**Exercise tasks:**
**1)** Decide whether each statement below, (a), (b) and (c), agrees with the blog excerpt. Answer yes or no for each and quote the exact words from the blog excerpt that settle it.
(a) The total number of executions in Texas came to 24.
(b) The laws now wear green cotton shirts.
(c) The writer tends to focus on roughly the lowest 25% of the workforce.
**2)** Extend the blog excerpt by writing what comes after its final sentence.

**Page:**
I don't think that has ever happened to me before. How odd: the boy who never studied has become a man who does little else. After the moment is over I go back to work.

Merry Christmas, Happy New Year, everyone. May your 2010 be full of epiphanies, and become the year where we all turn into what we were meant to be.


Some end of year notes

Here
you can read a copy of DPIC's yearly report on capital punishment in America. Not that they projected 19 executions in the State of Texas. The total ended up being 24. Why anyone continues to low-ball the numbers around here is beyond me.


An interesting piece on the broken clemency system here in Texas.


Here is an interesting report on the economic costs of the death penalty in America, and how to better spend money.



And finally, here is the a link to the blog of a new acquaintance of mine here on the Row. I like his writing, and I really respect the way Roy handles himself back here. I hope you enjoy his blog as much as I do.




© Copyright 2009 by Thomas Bartlett Whitaker.
All rights reserved.

Wednesday, December 16, 2009

The Truth about The_Truth

December 16, 2009

“A man who has not passed through the inferno of his passions has never overcome them. They then dwell in the house next door, and at any moment a flame may dart out and set fire to his own house. Whenever we give up, leave behind, and forget too much, there is always the danger that the things we have neglected will return with added force.”

Carl Jung


What a mood I’ve been in lately. I far overshot simple “jerk” status in my last entry, and proceeded straight into the realms of “Grade-A Asshole.” I regret actually mailing that one out. Even I thought I was being arrogant (which says a hell of a lot, I think). I am sorry. Some things built up. And some things needed to be said, though I certainly didn’t say them in the right way. I think that is a major problem of mine: using the wrong tone of voice to argue a concept which is fairly logically consistent. I’ll be paying special attention to this for the near future, I promise. I suspect that Jung’s “inferno of passions” gets the best of all of us, from time to time. (If you are ever bored, his descriptions of your “shadow” are really some amazing reading.) I do think that there is a bit of a double standard for people in my position to act with a level of nobility that few could actually sustain, but thems the breaks. That is what happened when you end up on DR, and decide to publish some of your private thoughts online.

It is with that focus that I am going to response to your post, "the_truth." (You can read the full post here.) Thanks for writing. You bring up a couple of divergent points here, and I will attempt to address them in order.

First, you are correct in your assessments of the guards. I have a tendency to focus on the lowest…oh, say 25% of the workforce here, and project the image that everyone in gray (and blue…the laws wear blue cotton shirts now, something new since you were down) are bullies. I don’t think that this was intentionally done, but I can see how you might think it was. Every time that I think about writing something positive about one of them, something comes up, or it doesn’t really fit the rest of the piece. I think you will agree with me that if I were to call out a guard by name, and say something positive about him or her, that they would be instantly transferred to another portion of the unit. Given the events of the past year and the consistent problems with contraband making its way behind the walls, any glowing character portrayal of an officer would cause the OIG to investigate. (To see an example of the continued issue of contraband in state prisons, see this story about an inmate who actually managed to get a gun behind bars.) You tend to see this a lot: a guard gets a rep for being “friendly,” and they get moved. Any hint of a relationship between an inmate and a guard is terminated with extreme rapidity.

(Collected data entries)
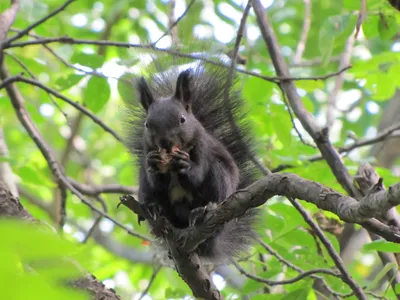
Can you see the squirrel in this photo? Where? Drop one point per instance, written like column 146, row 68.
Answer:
column 194, row 150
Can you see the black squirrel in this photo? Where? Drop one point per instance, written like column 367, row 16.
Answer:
column 194, row 150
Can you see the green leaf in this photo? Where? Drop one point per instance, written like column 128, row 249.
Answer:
column 93, row 61
column 387, row 26
column 31, row 174
column 126, row 89
column 382, row 273
column 96, row 93
column 382, row 246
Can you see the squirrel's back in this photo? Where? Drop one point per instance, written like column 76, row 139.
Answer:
column 223, row 119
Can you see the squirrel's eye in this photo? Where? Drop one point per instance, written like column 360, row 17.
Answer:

**Results by task:**
**1)**
(a) Yes: "The total ended up being 24."
(b) No: "the laws wear blue cotton shirts now"
(c) Yes: "I have a tendency to focus on the lowest…oh, say 25% of the workforce here"

**2)**
I suspect that when you were incarcerated, you were in General Population. You may or may not be aware of this, but guards are screened before being allowed to work in Ad-Sec. This is a very, very different world than what you were used to, and some comparisons between your experiences and my own are disingenuous. Death Row in an animal of a very different species than exists anywhere else in the system. One merely has to notice the electrical fence that surrounds 12 Building here at Polunsky. It is unique state-wide. So are the massive stadium lights which ring the building. The officers here actually apply to work Death Row. I suspect that there are many reasons for why someone would choose to work here, some of them good, others less noble. You might benefit from a few seconds of thought on the subject of what type of individual would actively seek to work with condemned men. Also, it might be of some interest to you that Polunsky Unit has ranked among the top 2 units state-wide for employee turnover for the past four years in a row. Some of that is on the shoulders of us men in white, certainly. Most of it, I think, is indicative of the men who form the management structure here on this Unit. This is not generally regarded as a good unit, by any means. I have friends on several other units, such as Ramsey 1 and Darrington. They would rather go to hell than to come here, and this is not a unique perspective within the walls.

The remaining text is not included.